| SOURCE MATERIAL |
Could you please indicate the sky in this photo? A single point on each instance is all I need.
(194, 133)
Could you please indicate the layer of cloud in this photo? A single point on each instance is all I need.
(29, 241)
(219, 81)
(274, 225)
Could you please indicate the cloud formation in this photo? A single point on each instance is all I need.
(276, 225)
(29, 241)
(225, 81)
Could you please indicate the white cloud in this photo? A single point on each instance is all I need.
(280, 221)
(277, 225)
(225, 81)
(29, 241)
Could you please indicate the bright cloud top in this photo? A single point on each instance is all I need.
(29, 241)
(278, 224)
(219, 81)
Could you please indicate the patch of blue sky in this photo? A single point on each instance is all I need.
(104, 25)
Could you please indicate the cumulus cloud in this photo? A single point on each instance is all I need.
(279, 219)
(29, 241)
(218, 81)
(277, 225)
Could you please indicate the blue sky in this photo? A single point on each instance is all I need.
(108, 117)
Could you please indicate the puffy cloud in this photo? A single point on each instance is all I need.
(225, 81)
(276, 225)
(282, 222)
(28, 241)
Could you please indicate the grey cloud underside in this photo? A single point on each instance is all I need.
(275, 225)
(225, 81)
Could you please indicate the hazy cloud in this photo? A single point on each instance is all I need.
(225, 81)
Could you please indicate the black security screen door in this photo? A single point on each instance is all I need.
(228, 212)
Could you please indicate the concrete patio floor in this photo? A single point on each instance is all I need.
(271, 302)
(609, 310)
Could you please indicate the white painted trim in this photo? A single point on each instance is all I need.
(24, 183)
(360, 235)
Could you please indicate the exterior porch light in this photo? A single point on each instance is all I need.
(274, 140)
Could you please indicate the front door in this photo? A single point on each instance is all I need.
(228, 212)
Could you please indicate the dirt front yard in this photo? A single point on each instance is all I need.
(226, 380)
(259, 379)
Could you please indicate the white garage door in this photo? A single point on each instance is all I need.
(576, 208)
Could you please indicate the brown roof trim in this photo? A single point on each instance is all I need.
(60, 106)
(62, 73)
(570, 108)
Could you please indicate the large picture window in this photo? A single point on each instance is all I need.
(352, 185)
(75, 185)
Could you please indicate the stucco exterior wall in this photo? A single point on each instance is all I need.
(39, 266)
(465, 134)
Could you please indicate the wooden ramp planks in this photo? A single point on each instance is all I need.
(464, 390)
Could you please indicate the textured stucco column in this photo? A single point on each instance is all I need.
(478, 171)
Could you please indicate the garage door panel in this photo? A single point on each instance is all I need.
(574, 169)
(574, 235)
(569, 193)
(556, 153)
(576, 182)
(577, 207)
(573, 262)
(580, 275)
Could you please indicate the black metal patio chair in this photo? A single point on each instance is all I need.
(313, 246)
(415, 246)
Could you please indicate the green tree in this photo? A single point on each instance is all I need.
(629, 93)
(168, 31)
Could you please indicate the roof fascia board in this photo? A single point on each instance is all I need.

| EXERCISE GOAL |
Make an exact copy of the listing, including every line.

| REPLY TO THE TASK |
Could you please indicate the sky in this photo? A single point on each instance is all I need.
(194, 133)
Could you please indicate the layer of cloud in this photo? A single point on each instance is all I need.
(29, 241)
(219, 81)
(274, 225)
Could you please indicate the cloud formation in this photo? A single point on each instance is all I need.
(276, 225)
(29, 241)
(225, 81)
Could you please indicate the white cloud in this photo? A single point on each instance is all I need.
(280, 221)
(277, 225)
(225, 81)
(29, 241)
Could you please indicate the bright cloud top in this photo? A single point on each instance is all I need.
(29, 241)
(278, 224)
(219, 81)
Could you please indicate the patch of blue sky in this photo? A single point on each instance is all I need.
(104, 25)
Could you please indicate the cumulus cloud in this photo? A single point on each instance is all I need.
(279, 219)
(29, 241)
(218, 81)
(277, 225)
Could you please indicate the blue sky in this photo? A single point on each instance is all I need.
(108, 117)
Could you please indicate the puffy cloud in this photo? A single point on each instance is all I need.
(225, 81)
(276, 225)
(282, 222)
(28, 241)
Could you please indicate the grey cloud underside in this photo? A single point on each instance is all I need.
(275, 225)
(225, 81)
Could you please indicate the hazy cloud in this photo? A single point on each instance is all I need.
(225, 81)
Could you please indicate the black security screen door in this photo? A single point on each instance is all I need.
(228, 212)
Could you please indicate the concrete patio floor in this photo? A single point on each instance is all I need.
(271, 302)
(609, 310)
Could you please indicate the white painted trim in this photo? A single point on each instance is all I need.
(24, 183)
(360, 235)
Could you please indicate the exterior porch light in this photo? A single point on each instance is all I need.
(274, 140)
Could you please indicate the front door in this photo? A single point on each instance is all I need.
(228, 212)
Could you please indicate the dirt front yard in this photo? A single point on each instance is all I need.
(226, 380)
(259, 379)
Could you please indicate the white garage door in this photo? A single point on each instance is all I need.
(576, 208)
Could you please indicate the brown roof trim in this photo? A single point on each instance is all I need.
(60, 106)
(62, 73)
(570, 108)
Could you please indicate the large picture window in this photo? A single point on each instance is all I need.
(352, 185)
(75, 185)
Could you please indicate the stucco exterior wall in this photo? A single point on each instance is all I need.
(39, 266)
(465, 134)
Could you please indicate the wooden ramp planks in this photo? A single point on each instance is all I need.
(464, 390)
Could you please indicate the textured stucco column in this photo? A single point on each instance is all I need.
(478, 171)
Could you please indicate the garage door panel in this photo? A single point on each instance is all I need.
(574, 169)
(574, 235)
(569, 193)
(556, 153)
(576, 182)
(577, 207)
(573, 262)
(580, 275)
Could you please indicate the black metal patio chair in this photo? A single point on each instance is all I need.
(313, 246)
(415, 246)
Could you please indicate the green tree in this photo? A single point on each instance is all I need.
(629, 93)
(168, 31)
Could you please indicate the roof fascia board in this photo? A single point on each instance is all I need.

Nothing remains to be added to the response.